La nascita inoltre di feraci aree industriali e artigianali lungo il pedemonte avrebbe potuto rappresentare uno dei punti di forza della linea, innescando un processo di movimentazione delle merci attraverso un servizio ferroviario dedicato.
Quando seppi della chiusura a “tempo indeterminato” della linea rimasi mestamente avvilito dalle scelte operate dal gestore del servizio; giorni di grande incertezza per le ignote sorti di una ferrovia, patrimonio storico e tecnico di questa Regione.
Un patrimonio, certo, fors’anche un tesoro, perché è di questo che si tratta: la Pedemontana friulana è a tutti gli effetti un tesoro di storia e di tecnica, al pari di altre linee protagoniste indiscusse della costruzione e dell’espansione commerciale del nostro Paese.
Lungo i suoi circa settanta chilometri che da Sacile - confine regionale e frontiera tra un Leone alato ed un’Aquila di chiara natura Asburgica - si inerpicano per il pedemonte portandoci a Gemona, cuore del Friuli, la timida e schiva ferrovia ci offre oggi l’occasione solamente per un viaggio pindarico, dove il trenino, ormai mosso dalla nostalgia, corre sui binari dei nostri sogni.
Da sempre la Pedemontana ha rappresentato per me l’essenza della gita in treno.
Una piccola quanto allegra “littorina” che fin da fanciullo mi ha accompagnato a conoscere l’ignoto, “sorvolando i baratri, a divorare i piani” come scriveva il Carducci.
Un tortuoso e solitario binario, capace di arzigogoli e arabeschi tra la pianura e i monti; una forma di vita alla natura pressochè sconosciuta, che fischia per comunicare e sferraglia quando si muove; un “Virgilio” moderno nel girone delle soppressioni, capace di condurmi alla mèta tra forre e pianori, boschi e campi, attraverso “antri incogniti, per vie profonde”, oltre fiumi e torrenti a lambire chiese, laghi, castelli e cascate.
In questo Friuli le cui bellezze sfiorano l’iperuranio, vorrei poter essere ancora una volta un viaggiatore antico, affacciato al finestrino di un vecchio treno, rapito dal silenzio di una cheta pianura che degrada al mare, incantato dallo scorrere di un paesaggio che in alcune Confessioni, un Italiano definì “compendio dell’universo”…
Addio cara, dolce, vecchia ferrovia!
Una solitaria nostalgia muove i miei sguardi su quegli amati binari ormai abbandonati tra acacie, ontani ed aceri campestri.

**Materiale**
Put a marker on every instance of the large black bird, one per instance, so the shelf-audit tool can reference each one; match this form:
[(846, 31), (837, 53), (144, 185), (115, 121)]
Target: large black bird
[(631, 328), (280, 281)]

**Consegna**
Prosegui il brano sulla ferrovia Pedemontana friulana, riprendendo subito dopo la frase che lo chiude.

**Risultato**
Nostalgia, già. Questo vagìto nato da un ricordo felice riesce nondimeno a ridestare la forza di combattere per un ideale, ovvero la salvaguardia di un patrimonio che come accennavo, assume oggi i connotati di un vero tesoro storico e tecnico. Questa ferrovia infatti, sopravvissuta ad un ‘900 infausto, possiede ancora, se riconsiderate, tutte le necessarie infrastrutture atte a fornire un importante servizio pubblico di trasporto, fors’anche solo di carattere turistico.
Come è già accaduto per altre “sfortunate” linee del Belpaese, snobbate dal traffico passeggeri e per questo poi chiuse - che hanno recentemente trovato nuova vita grazie al sempre più diffuso turismo ferroviario, merito di una promozione a tal fine operata da numerose associazioni e club spesso privati - ecco la grande possibilità di veder risorgere la vecchia Pedemontana.
Anche se “possibile” non significa probabile ma solo che “non è impossibile”, la nascita di un organismo come la Fondazione FS (nata per la tutela e la salvaguardia del patrimonio storico e tecnico delle nostre ferrovie) ha certamente dato una spallata vigorosa a quella logorante “guerra di trincea” che dal 2012 teneva in stallo la vicenda della Sacile-Gemona, soggiogandola ai continui ritardi di una politica superficiale, indugiante e distratta.
Un sicuro merito invece deve essere attribuito ai Comitati di pendolari ed appassionati, che si sono battuti con forza ed entusiasmo per il ripristino della linea.
Ricordo la bella staffetta “Trenitaglia ridacci il nostro treno!” ma anche le mostre, i convegni, i racconti pubblicati e gli innumerevoli articoli che ogni settimana, da quel luglio 2012, compaiono sui nostri quotidiani.
L’azione di sensibilizzazione, protratta da chi si è sempre schierato dalla parte della Ferrovia, oggi comincia a dare i suoi frutti e la tempestiva “missione” del dr. Andrea Palese - storico rappresentante del Comitato pendolari Alto Friuli e da sempre in prima linea per il ripristino della linea Pedemontana -, tra i ranghi della Fondazione FS onde ottenere appoggi e consensi, è compiuta.
La Ferrovia Pedemontana, per effetto di un progetto di Legge e per l’attenzione e l’interessamento del direttore di Fondazione FS Ing. Luigi Cantamessa, è stata inserita nel blasonato elenco delle linee ferroviarie di interesse storico ed annoverata nel programma turistico “Binari senza tempo”, con buona pace dei pessimisti, a sollazzo di chi invece non ha mai smesso di crederci. Scacco matto!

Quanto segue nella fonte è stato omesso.